In the records below, find the line that contains "[[92, 403], [103, 68], [77, 284]]" and the line that contains "[[589, 170], [437, 150]]", then retype exactly those two lines and every line between them.

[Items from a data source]
============================================================

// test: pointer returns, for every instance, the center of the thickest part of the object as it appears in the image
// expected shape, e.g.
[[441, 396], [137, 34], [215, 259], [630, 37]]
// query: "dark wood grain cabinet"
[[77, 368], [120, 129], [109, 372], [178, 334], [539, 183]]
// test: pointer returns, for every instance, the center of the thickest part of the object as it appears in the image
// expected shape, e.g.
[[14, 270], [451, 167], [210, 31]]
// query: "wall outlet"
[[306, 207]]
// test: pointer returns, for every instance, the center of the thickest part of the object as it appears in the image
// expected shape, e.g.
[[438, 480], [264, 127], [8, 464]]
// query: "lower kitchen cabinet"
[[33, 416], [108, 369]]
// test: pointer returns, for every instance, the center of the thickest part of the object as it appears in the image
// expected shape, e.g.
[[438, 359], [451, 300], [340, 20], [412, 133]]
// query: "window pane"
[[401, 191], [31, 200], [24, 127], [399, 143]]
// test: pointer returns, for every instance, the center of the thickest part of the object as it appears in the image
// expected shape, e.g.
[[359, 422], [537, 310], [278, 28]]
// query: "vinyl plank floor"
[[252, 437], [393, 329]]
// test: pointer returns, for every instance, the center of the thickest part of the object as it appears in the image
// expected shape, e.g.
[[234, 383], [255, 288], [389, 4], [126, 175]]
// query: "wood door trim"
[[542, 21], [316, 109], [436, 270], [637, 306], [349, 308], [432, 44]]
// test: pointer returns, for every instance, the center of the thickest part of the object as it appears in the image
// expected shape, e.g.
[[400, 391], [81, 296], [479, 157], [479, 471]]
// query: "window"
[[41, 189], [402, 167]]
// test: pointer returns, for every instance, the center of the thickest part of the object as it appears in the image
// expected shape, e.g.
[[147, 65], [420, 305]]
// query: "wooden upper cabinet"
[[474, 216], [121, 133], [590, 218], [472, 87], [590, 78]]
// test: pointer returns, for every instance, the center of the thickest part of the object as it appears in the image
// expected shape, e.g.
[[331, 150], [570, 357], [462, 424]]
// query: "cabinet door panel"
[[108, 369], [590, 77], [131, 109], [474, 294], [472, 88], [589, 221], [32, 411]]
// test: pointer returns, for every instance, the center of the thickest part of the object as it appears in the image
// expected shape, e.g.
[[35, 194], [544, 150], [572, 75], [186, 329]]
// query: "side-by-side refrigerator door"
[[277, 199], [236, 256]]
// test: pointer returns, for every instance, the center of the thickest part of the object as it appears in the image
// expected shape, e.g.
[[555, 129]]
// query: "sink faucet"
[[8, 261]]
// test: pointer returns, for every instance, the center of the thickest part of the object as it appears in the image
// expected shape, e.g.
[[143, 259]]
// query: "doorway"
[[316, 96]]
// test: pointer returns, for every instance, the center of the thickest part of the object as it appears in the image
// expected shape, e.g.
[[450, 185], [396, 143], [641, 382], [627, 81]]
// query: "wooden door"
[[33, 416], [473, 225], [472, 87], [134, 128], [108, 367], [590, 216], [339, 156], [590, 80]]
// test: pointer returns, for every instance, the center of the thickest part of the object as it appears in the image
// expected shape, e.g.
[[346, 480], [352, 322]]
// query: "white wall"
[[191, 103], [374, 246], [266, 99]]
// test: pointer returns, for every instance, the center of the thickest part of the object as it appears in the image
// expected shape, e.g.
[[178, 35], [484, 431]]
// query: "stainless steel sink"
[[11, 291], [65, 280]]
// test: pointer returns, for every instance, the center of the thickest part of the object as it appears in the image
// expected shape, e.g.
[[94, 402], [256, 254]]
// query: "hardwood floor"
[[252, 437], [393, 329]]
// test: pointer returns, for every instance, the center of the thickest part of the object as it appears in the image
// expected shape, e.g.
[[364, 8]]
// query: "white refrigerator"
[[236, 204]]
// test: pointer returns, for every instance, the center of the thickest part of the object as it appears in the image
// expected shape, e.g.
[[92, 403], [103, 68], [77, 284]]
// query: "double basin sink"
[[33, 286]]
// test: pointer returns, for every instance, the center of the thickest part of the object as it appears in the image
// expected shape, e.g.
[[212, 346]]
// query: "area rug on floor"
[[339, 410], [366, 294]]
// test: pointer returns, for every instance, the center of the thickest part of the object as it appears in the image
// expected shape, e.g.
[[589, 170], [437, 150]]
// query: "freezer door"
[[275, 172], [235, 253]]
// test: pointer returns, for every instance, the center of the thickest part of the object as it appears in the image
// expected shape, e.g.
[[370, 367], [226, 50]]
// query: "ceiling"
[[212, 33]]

============================================================

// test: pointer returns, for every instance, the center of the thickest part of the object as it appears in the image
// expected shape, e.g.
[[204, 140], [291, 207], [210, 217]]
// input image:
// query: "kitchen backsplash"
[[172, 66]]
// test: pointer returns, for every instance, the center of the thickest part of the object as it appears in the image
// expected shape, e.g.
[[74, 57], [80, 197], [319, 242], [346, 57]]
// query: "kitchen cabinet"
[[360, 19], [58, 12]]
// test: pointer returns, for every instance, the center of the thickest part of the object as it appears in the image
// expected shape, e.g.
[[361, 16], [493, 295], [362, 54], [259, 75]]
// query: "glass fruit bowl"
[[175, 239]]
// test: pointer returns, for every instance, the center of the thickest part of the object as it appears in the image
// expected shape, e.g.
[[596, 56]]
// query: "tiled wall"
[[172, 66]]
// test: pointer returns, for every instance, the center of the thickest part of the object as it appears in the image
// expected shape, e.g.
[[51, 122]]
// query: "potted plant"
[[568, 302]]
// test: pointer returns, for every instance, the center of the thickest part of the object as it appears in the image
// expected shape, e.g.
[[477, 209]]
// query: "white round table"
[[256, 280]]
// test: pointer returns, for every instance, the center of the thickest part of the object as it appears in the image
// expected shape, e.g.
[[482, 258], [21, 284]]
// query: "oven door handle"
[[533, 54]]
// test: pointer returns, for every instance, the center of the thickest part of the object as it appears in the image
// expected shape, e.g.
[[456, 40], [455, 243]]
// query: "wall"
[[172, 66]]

============================================================

▶ Solution to the problem
[[92, 403], [103, 68], [77, 284]]
// query: "double basin sink"
[[33, 286]]
// test: pointer returns, for every instance, the center of the thickest part of the object as it appears in the image
// expected shape, e.g.
[[212, 346]]
// query: "area rug on floor"
[[339, 410], [366, 294]]
// test: pointer returns, for every instance, the center of the thickest part of the object as it appears in the image
// expected shape, e.g.
[[589, 170], [437, 150]]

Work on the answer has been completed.